_Assigned task_
Beginning at the line containing "in: indicate the pectoral" in the material below and ending at the line containing "in: indicate the large stone, one point each.", return each line exactly and add nothing.

_Records provided_
******

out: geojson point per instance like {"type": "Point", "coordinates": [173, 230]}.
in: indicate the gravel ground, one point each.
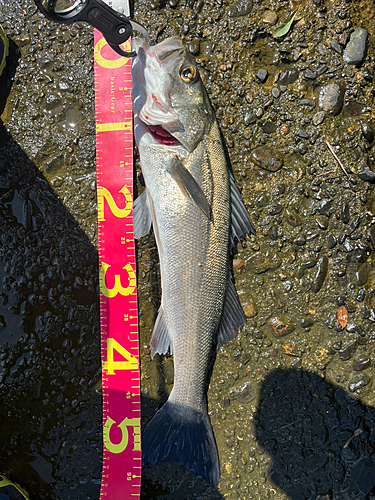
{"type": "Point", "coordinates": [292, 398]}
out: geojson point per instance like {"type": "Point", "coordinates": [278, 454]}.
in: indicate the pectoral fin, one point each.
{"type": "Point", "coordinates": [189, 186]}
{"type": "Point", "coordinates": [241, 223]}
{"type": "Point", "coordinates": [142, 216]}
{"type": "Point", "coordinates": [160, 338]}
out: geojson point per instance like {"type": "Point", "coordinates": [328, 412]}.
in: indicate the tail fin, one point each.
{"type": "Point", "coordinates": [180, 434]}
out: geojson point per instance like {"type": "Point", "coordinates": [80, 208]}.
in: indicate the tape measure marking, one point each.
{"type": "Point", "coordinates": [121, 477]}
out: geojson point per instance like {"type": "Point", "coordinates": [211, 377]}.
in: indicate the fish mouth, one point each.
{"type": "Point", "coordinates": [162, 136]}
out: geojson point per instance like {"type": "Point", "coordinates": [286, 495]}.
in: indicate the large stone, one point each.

******

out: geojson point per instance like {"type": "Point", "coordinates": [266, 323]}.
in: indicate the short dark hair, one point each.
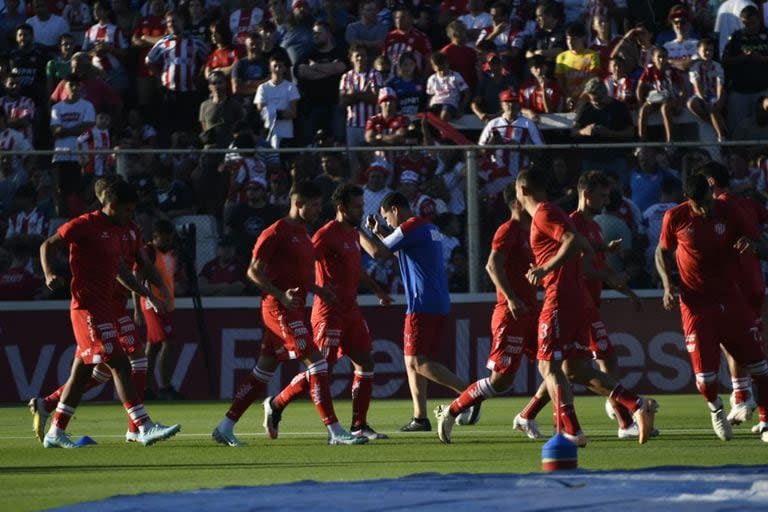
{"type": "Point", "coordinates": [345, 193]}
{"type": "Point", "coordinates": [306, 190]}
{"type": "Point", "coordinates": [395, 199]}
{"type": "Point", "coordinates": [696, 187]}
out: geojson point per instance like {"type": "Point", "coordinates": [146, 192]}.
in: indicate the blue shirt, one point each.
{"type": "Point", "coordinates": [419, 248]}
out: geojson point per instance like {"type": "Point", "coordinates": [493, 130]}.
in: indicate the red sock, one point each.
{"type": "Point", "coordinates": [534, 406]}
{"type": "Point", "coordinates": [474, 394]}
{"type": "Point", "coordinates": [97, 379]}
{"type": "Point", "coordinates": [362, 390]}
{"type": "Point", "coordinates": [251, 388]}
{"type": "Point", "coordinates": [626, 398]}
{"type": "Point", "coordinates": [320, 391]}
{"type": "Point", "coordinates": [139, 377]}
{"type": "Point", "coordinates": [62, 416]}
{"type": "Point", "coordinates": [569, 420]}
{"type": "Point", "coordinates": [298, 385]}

******

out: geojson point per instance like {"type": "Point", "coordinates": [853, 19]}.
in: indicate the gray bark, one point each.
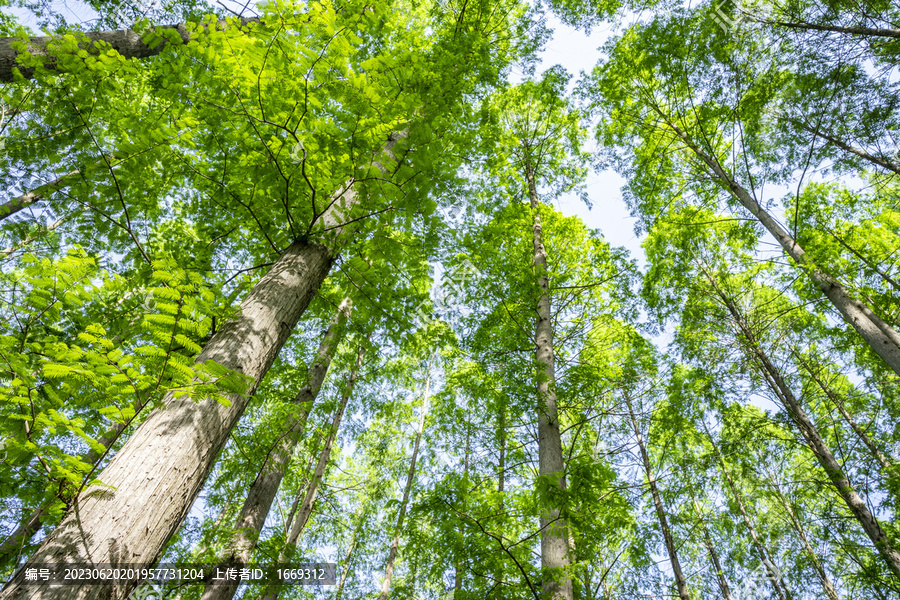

******

_Exercise answer_
in: indicate the pectoral fin, one point each.
{"type": "Point", "coordinates": [189, 186]}
{"type": "Point", "coordinates": [241, 223]}
{"type": "Point", "coordinates": [142, 216]}
{"type": "Point", "coordinates": [160, 338]}
out: geojson point per instance like {"type": "Point", "coordinates": [328, 412]}.
in: indicate the tail fin, one point each.
{"type": "Point", "coordinates": [180, 434]}
out: geojson point per instance like {"type": "Point", "coordinates": [80, 208]}.
in: indicate the tape measure marking, one point each.
{"type": "Point", "coordinates": [121, 477]}
out: geojson point per instance like {"type": "Point", "coordinates": [211, 377]}.
in: indicate the fish mouth, one point each.
{"type": "Point", "coordinates": [162, 136]}
out: geojson point per instance like {"type": "Point", "coordinates": [286, 495]}.
in: indicate the large stone, one point each.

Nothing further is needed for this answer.